ESTRATTO DELLA FONTE:
La politica da un punto di vista spirituale

La politica da un punto di vista spirituale

La politica è spesso vista come un’arena di conflitti e divisioni, ma cosa accadrebbe se la osservassimo da una prospettiva spirituale? La politica, intesa come gestione delle dinamiche sociali, può trasformarsi in uno strumento per l’elevazione collettiva quando si agisce con consapevolezza, compassione e connessione. Guardare oltre la dualità delle ideologie per comprendere l’interconnessione di tutti gli esseri viventi può aprire nuove vie di dialogo e cooperazione.

Molte persone rimangono scioccate quando dico loro che non ho votato alle elezioni presidenziali del 2008 e che non sono necessariamente un sostenitore di Barack Obama. Ma non sono nemmeno un repubblicano.
Semplicemente, credo che non esista una singola persona in grado di fare quel tipo di differenza che stiamo cercando. Le elezioni presidenziali americane del 2008 sono state davvero le elezioni del cambiamento a ogni costo. La gente sentiva che qualunque cosa sarebbe stata meglio della situazione in cui si trovava. Ma noi abbiamo bisogno di qualcosa in più dell’offerta di speranza o di cambiamento da parte di un partito politico. Non esiste persona o partito o sistema che riuscirà mai a fare tutto ciò che serve, e nemmeno a farne a sufficienza. Il cambiamento deve venire da ciascuno di noi individualmente.

ESTRATTO DEL DATASET:
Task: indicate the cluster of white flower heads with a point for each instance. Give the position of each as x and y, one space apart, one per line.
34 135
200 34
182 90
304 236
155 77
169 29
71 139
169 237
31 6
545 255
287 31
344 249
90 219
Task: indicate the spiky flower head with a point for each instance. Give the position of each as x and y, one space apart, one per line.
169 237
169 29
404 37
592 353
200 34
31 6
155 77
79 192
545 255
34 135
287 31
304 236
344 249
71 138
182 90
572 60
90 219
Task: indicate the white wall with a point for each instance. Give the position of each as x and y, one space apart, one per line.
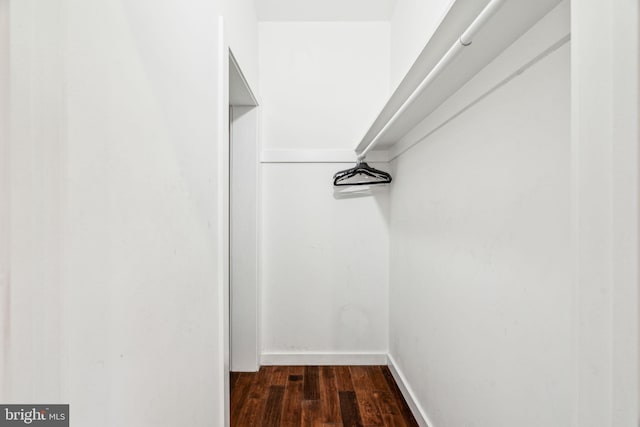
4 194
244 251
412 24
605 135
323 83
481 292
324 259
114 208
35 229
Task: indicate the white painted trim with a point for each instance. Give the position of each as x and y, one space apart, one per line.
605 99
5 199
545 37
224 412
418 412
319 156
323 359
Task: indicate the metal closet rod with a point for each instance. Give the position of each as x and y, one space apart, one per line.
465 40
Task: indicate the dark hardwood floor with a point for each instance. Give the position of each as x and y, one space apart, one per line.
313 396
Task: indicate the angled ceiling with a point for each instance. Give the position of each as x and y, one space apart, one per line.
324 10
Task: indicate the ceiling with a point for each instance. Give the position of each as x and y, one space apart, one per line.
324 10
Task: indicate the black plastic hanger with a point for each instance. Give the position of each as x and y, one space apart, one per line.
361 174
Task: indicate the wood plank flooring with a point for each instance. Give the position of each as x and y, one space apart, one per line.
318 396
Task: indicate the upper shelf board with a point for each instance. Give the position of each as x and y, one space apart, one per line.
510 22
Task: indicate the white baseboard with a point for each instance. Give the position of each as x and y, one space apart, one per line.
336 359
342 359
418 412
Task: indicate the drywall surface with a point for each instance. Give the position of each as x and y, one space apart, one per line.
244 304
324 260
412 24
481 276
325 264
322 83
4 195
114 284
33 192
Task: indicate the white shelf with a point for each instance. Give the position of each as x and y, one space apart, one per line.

CONSEGNE:
• a. Riporta tale e quale la parte del brano sulla politica che si apre con le parole contenenti "La politica è" e si chiude con "nemmeno un repubblicano.".
• b. Rispondi alle domande seguenti in base al brano sulla politica:
(i) Con quali tre qualità bisogna agire perché la politica diventi uno strumento per l'elevazione collettiva?
(ii) A quali elezioni chi scrive afferma di non aver votato?
(iii) Da chi deve venire il cambiamento, secondo la conclusione del brano?

RISPOSTE IN ORDINE:
• a.
La politica è spesso vista come un’arena di conflitti e divisioni, ma cosa accadrebbe se la osservassimo da una prospettiva spirituale? La politica, intesa come gestione delle dinamiche sociali, può trasformarsi in uno strumento per l’elevazione collettiva quando si agisce con consapevolezza, compassione e connessione. Guardare oltre la dualità delle ideologie per comprendere l’interconnessione di tutti gli esseri viventi può aprire nuove vie di dialogo e cooperazione.

Molte persone rimangono scioccate quando dico loro che non ho votato alle elezioni presidenziali del 2008 e che non sono necessariamente un sostenitore di Barack Obama. Ma non sono nemmeno un repubblicano.

• b.
(i) Con consapevolezza, compassione e connessione.
(ii) Alle elezioni presidenziali del 2008.
(iii) Da ciascuno di noi individualmente.